### Work to complete
Here is the listing. Report each line in it that contains the string "rough".
[Data for this exercise Boundary: Start]
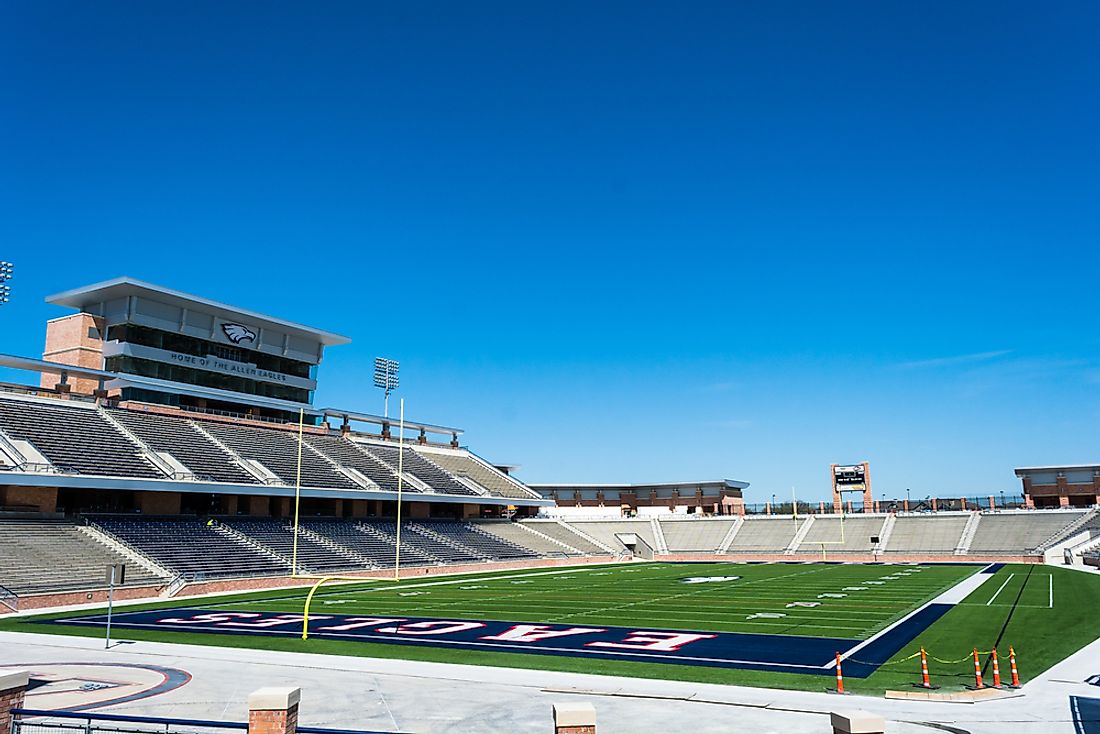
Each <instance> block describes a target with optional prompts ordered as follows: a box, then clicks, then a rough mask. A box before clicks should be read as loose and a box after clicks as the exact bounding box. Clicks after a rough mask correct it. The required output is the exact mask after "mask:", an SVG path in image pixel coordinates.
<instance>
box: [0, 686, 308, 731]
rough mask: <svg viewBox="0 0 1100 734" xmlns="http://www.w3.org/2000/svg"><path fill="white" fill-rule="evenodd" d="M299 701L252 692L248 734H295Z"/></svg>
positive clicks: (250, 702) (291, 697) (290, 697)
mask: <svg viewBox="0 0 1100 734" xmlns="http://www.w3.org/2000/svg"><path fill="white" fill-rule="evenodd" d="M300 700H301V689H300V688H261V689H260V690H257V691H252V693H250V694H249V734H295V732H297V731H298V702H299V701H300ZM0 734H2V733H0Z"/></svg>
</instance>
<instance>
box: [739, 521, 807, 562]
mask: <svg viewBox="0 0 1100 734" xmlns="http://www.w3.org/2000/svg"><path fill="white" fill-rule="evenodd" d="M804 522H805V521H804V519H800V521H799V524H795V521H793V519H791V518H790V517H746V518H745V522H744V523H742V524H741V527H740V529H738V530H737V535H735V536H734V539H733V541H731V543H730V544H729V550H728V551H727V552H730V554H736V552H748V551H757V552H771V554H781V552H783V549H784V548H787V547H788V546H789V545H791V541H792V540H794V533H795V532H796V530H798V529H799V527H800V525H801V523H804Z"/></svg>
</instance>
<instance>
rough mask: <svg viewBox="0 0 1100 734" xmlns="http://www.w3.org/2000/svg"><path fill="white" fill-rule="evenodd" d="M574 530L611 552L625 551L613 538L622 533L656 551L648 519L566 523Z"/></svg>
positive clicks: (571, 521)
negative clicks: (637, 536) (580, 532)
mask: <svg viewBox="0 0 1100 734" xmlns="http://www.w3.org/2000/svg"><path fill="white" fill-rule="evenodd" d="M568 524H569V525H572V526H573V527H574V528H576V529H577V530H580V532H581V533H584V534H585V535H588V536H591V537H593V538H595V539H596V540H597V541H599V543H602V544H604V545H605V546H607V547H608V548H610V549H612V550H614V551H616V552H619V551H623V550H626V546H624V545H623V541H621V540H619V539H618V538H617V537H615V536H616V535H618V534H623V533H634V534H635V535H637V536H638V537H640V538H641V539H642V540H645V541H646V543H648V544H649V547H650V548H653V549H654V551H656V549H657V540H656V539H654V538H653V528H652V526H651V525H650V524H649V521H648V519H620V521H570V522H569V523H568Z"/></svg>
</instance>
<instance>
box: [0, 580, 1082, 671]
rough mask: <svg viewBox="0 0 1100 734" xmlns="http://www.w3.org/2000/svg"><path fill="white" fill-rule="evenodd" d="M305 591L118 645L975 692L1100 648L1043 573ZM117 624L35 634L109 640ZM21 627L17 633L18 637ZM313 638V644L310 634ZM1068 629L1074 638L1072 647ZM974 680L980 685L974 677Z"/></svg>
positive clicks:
[Data for this exercise Boundary: End]
### Reply
Each <instance> block describes a target with optional prompts ordered as follows: a box, then clicks, then a rough mask. A box before clicks should be read as loose and a box after clicks as the exact bounding box. Clicks after a rough mask correct it. The required output is the exact mask after "mask:", an SVG path in image pixel coordinates.
rough mask: <svg viewBox="0 0 1100 734" xmlns="http://www.w3.org/2000/svg"><path fill="white" fill-rule="evenodd" d="M299 701L252 692L248 734H295Z"/></svg>
rough mask: <svg viewBox="0 0 1100 734" xmlns="http://www.w3.org/2000/svg"><path fill="white" fill-rule="evenodd" d="M574 530L611 552L625 551L613 538L622 533L656 551L648 519L566 523Z"/></svg>
rough mask: <svg viewBox="0 0 1100 734" xmlns="http://www.w3.org/2000/svg"><path fill="white" fill-rule="evenodd" d="M305 591L118 645L975 692L1100 648L1043 573ZM117 624L35 634L109 640ZM21 627L17 633L18 637ZM313 638V644L310 634ZM1068 629L1074 638L1072 647ZM974 680L980 685L974 677Z"/></svg>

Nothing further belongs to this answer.